Records for location labeling
-------------------------
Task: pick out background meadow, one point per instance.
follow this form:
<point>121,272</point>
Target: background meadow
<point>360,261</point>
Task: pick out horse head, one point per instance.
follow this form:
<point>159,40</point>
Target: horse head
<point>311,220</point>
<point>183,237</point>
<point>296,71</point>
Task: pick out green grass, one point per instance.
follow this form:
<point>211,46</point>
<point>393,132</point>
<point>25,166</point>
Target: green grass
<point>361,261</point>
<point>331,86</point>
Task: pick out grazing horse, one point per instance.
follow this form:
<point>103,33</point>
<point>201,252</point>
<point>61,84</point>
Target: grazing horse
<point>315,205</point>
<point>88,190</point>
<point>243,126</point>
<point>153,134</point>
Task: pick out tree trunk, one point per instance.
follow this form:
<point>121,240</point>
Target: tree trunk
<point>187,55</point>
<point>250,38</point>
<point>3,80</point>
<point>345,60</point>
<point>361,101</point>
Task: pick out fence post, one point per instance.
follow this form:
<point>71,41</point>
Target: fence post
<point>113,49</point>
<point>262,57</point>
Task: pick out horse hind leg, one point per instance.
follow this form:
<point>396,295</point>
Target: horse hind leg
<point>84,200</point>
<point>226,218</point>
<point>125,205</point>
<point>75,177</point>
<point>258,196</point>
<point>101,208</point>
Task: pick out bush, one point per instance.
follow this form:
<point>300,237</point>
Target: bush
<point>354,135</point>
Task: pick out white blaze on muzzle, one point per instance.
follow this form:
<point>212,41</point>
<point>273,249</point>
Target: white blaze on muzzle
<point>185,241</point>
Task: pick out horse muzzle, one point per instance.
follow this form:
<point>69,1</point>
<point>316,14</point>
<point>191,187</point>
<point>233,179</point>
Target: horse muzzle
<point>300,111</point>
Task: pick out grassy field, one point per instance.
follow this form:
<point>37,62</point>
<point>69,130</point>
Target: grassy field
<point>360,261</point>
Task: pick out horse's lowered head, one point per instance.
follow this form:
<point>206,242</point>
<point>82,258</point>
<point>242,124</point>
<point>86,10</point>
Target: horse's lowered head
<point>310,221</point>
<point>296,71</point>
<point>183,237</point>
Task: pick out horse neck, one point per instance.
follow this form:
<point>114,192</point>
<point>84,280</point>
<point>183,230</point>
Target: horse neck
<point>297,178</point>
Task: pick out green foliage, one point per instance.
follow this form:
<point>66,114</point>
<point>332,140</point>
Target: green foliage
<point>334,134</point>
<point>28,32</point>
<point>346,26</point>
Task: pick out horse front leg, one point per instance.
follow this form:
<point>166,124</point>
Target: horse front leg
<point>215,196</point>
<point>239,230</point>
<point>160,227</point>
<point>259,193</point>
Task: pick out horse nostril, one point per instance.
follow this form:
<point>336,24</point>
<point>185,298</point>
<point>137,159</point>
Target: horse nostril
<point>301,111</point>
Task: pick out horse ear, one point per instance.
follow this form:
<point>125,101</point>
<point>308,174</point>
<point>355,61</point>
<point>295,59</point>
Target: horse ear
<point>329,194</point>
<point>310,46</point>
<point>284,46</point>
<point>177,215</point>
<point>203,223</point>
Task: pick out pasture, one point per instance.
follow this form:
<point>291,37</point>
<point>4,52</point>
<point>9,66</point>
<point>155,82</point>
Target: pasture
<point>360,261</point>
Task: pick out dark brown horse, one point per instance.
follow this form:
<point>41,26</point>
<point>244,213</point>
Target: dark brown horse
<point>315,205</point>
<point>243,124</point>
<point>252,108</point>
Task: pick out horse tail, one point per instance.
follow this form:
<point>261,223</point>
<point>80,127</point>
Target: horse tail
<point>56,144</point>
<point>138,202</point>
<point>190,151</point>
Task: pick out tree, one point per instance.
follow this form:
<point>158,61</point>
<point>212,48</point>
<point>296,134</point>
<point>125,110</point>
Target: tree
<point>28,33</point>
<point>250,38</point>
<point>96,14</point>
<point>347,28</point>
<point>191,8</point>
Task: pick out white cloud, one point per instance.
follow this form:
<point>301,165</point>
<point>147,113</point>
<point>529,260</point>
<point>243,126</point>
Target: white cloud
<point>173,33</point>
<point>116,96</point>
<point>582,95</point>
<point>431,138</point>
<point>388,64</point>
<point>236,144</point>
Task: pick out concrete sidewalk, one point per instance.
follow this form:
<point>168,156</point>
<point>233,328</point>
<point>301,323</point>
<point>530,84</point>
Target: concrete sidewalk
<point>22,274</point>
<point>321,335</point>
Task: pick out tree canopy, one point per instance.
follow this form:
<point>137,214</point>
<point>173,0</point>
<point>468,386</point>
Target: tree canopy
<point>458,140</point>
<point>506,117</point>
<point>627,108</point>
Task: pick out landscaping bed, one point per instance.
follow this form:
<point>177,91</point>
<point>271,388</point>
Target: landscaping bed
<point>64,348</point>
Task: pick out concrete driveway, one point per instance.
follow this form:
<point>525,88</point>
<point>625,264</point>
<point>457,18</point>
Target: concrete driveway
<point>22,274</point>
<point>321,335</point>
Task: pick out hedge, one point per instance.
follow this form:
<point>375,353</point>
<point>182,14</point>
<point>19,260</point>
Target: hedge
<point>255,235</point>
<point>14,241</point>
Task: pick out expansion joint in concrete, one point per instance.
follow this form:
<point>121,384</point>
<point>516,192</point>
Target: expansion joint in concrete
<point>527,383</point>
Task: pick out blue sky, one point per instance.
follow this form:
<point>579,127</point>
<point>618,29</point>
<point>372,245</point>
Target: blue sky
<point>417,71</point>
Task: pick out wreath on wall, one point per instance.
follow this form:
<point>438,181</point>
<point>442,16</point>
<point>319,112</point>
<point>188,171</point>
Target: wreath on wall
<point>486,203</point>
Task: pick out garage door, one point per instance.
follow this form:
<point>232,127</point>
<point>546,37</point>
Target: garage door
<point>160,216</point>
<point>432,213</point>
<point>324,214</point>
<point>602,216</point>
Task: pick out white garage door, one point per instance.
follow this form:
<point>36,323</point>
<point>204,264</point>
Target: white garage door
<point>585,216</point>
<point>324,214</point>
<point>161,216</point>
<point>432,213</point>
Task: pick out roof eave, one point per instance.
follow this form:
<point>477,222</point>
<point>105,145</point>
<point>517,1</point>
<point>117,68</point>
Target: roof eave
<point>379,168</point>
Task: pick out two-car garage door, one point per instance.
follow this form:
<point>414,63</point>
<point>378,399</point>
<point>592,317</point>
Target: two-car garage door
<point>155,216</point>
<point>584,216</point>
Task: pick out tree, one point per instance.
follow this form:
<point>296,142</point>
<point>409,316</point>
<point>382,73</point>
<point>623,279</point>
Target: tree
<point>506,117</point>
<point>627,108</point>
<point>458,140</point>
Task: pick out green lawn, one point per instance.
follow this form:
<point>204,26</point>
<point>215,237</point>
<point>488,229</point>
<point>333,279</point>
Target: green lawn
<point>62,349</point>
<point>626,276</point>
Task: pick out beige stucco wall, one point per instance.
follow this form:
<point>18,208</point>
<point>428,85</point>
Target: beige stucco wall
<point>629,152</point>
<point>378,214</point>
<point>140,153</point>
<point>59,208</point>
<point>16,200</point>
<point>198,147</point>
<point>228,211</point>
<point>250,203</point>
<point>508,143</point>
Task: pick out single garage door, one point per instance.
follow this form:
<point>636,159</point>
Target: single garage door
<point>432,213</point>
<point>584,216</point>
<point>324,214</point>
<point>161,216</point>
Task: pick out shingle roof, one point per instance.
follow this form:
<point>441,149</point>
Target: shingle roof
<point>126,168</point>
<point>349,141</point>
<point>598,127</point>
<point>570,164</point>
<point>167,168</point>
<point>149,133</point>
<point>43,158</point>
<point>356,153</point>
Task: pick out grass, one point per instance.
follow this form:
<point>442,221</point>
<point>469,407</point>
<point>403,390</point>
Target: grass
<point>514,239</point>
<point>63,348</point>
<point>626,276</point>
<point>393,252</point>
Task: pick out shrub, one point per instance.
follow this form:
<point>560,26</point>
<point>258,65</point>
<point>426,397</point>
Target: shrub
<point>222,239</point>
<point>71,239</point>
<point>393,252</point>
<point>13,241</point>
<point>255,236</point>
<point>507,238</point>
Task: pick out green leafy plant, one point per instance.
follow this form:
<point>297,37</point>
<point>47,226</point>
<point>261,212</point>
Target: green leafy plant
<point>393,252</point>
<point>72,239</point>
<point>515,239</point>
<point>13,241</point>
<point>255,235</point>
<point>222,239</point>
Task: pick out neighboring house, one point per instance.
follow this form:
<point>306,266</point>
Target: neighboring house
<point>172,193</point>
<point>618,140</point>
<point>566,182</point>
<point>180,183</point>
-------------------------
▸ **Goal**: Reproduce verbatim the lines starting at the one that contains "Task: pick out fence" and ending at the one that contains "<point>101,208</point>", with both of those lines included.

▸ **Reply to the task**:
Task: pick out fence post, one point per instance.
follow this form:
<point>71,41</point>
Target: fence post
<point>113,49</point>
<point>262,57</point>
Task: pick out horse hind leg, one point per instance.
follow this form:
<point>396,295</point>
Target: horse hind leg
<point>84,200</point>
<point>226,218</point>
<point>125,205</point>
<point>75,177</point>
<point>258,196</point>
<point>101,208</point>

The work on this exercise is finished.